*TASK DETAILS:* Copy the lines from the one containing "Please give the outline of every instance of the granite" through the one containing "POLYGON ((123 170, 234", changing "granite countertop" to "marble countertop" and leaving everything else as it is.

*ENTRIES:*
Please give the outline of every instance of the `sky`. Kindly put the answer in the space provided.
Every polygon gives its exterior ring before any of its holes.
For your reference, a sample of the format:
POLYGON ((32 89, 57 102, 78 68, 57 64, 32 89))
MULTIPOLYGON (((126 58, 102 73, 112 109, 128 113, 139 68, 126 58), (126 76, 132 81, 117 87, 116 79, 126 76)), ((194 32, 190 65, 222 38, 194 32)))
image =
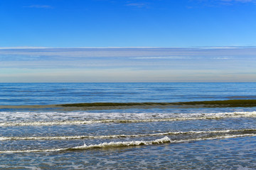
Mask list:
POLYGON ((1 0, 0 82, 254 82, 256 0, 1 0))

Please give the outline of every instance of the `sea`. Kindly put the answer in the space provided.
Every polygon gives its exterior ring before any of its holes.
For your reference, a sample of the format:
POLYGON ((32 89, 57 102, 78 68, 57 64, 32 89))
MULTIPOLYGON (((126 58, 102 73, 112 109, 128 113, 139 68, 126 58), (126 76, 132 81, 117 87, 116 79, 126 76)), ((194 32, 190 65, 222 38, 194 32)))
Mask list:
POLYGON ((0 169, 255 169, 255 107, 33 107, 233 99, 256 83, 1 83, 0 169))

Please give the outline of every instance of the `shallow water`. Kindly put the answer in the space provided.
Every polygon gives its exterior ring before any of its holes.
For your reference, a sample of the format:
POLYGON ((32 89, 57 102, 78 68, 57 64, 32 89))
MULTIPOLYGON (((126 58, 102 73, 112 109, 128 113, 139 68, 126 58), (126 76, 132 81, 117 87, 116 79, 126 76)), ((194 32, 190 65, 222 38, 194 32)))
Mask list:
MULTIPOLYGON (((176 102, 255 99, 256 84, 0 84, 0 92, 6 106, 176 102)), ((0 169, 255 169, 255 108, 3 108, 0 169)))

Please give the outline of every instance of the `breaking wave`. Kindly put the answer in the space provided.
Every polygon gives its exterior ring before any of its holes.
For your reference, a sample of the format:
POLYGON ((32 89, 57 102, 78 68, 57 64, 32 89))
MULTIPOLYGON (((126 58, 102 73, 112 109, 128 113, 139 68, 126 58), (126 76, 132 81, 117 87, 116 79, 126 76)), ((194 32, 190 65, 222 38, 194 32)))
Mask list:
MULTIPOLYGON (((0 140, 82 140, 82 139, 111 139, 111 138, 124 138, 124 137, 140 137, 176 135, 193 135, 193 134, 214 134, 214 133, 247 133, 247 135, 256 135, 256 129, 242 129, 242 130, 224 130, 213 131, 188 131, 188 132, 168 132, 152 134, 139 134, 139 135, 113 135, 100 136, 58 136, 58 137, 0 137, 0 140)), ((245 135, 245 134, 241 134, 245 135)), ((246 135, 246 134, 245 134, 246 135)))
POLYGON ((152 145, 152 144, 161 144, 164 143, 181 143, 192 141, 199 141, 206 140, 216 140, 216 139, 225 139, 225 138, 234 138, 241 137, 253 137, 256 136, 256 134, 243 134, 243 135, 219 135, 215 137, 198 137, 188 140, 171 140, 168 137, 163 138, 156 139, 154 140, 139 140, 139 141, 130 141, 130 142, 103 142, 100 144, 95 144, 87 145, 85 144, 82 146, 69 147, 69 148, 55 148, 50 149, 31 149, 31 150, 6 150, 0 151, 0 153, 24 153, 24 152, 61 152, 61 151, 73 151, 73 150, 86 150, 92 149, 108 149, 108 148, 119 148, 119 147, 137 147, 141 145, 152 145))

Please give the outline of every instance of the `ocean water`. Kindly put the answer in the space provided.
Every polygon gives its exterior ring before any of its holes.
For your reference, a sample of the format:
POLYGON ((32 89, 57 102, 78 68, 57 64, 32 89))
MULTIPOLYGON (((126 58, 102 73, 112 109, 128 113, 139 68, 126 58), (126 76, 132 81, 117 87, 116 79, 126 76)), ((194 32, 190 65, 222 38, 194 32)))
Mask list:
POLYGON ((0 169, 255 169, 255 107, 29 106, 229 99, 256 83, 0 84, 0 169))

...

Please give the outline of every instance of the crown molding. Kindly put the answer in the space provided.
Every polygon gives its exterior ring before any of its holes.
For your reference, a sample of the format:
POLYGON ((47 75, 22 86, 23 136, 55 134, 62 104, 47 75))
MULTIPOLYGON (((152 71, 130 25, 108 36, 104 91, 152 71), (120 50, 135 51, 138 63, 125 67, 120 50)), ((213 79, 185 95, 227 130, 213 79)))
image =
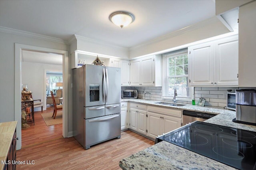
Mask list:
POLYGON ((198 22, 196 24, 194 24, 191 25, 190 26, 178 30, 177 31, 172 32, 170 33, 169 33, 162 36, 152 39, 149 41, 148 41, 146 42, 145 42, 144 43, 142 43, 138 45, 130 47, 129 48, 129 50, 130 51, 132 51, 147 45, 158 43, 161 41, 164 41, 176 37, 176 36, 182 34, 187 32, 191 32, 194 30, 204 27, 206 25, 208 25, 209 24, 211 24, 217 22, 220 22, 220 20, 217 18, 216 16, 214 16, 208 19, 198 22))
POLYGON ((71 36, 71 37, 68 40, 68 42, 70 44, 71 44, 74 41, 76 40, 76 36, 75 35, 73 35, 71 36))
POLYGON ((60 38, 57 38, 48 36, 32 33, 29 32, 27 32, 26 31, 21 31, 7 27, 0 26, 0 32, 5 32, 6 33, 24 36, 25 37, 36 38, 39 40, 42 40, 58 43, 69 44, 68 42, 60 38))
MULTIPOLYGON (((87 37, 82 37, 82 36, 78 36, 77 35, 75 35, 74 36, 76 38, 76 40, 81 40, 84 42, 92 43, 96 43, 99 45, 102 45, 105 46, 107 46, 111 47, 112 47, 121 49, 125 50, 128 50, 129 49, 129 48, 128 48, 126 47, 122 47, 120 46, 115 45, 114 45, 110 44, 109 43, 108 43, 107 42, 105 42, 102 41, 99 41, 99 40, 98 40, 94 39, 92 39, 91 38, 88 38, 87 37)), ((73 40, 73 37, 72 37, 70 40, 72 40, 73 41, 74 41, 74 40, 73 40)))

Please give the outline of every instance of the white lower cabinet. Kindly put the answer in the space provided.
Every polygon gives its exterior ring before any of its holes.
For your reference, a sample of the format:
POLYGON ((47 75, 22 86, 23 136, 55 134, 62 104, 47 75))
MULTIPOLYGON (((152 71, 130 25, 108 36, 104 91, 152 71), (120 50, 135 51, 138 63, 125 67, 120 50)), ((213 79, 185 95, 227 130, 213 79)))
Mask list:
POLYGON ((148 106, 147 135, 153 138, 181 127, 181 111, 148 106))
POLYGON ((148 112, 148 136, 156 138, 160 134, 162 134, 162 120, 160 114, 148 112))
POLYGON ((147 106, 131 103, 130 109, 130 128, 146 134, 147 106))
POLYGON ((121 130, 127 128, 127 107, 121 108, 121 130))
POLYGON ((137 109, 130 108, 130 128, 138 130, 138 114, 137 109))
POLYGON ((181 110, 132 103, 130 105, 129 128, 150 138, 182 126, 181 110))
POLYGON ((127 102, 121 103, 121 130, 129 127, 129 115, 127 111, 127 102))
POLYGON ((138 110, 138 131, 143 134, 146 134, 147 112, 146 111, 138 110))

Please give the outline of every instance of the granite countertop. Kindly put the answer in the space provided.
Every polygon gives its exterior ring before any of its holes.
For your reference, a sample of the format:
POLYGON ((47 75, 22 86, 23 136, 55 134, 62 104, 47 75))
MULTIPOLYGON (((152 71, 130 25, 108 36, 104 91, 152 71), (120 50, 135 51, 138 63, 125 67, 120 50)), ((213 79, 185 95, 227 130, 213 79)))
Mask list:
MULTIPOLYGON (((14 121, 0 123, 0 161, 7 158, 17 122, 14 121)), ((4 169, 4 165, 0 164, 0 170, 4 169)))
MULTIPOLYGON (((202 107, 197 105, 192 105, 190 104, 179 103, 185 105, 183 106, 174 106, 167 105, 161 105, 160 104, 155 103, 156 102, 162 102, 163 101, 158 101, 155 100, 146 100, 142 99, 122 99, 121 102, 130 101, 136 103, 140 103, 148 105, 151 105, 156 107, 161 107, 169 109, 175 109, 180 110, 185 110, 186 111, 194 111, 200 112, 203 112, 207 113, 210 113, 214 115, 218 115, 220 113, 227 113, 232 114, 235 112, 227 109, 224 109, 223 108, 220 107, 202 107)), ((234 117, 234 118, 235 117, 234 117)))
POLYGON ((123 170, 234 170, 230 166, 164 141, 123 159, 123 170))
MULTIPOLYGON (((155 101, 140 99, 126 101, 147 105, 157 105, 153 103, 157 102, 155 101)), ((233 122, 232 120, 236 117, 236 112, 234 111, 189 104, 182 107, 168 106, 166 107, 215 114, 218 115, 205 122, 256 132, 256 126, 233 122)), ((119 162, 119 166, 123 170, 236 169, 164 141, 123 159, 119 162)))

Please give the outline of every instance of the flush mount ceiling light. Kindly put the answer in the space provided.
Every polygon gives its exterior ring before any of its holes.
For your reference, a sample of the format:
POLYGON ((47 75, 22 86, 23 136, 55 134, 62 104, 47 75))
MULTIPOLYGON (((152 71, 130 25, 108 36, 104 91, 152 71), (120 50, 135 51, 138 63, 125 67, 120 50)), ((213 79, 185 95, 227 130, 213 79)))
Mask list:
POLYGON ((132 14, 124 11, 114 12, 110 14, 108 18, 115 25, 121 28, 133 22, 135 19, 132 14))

*CORRECT OUTPUT:*
Please give the outline of every instance of the marble countertop. Kindly put the answer in the space provided.
Every polygon gives its exterior ring before any of its holes.
For your reference, a sample of the format:
POLYGON ((47 75, 22 86, 23 136, 55 134, 62 104, 47 75))
MULTIPOLYGON (((152 71, 130 25, 108 36, 104 91, 152 71), (120 50, 135 51, 138 63, 125 67, 120 50)), ((213 79, 185 95, 227 130, 213 79)))
Mask list:
MULTIPOLYGON (((14 121, 0 123, 0 161, 7 158, 17 122, 14 121)), ((4 169, 4 165, 0 164, 0 170, 4 169)))
MULTIPOLYGON (((202 107, 197 105, 192 105, 190 104, 179 103, 185 105, 183 106, 174 106, 167 105, 161 105, 160 104, 155 103, 156 102, 162 102, 163 101, 158 101, 155 100, 146 100, 142 99, 122 99, 121 102, 130 101, 136 103, 140 103, 148 105, 151 105, 156 107, 161 107, 169 109, 175 109, 180 110, 185 110, 186 111, 194 111, 200 112, 203 112, 207 113, 210 113, 214 115, 218 115, 220 113, 227 113, 232 114, 235 112, 227 109, 224 109, 223 108, 220 107, 202 107)), ((234 117, 234 118, 235 117, 234 117)))
POLYGON ((123 170, 234 170, 230 166, 164 141, 123 159, 123 170))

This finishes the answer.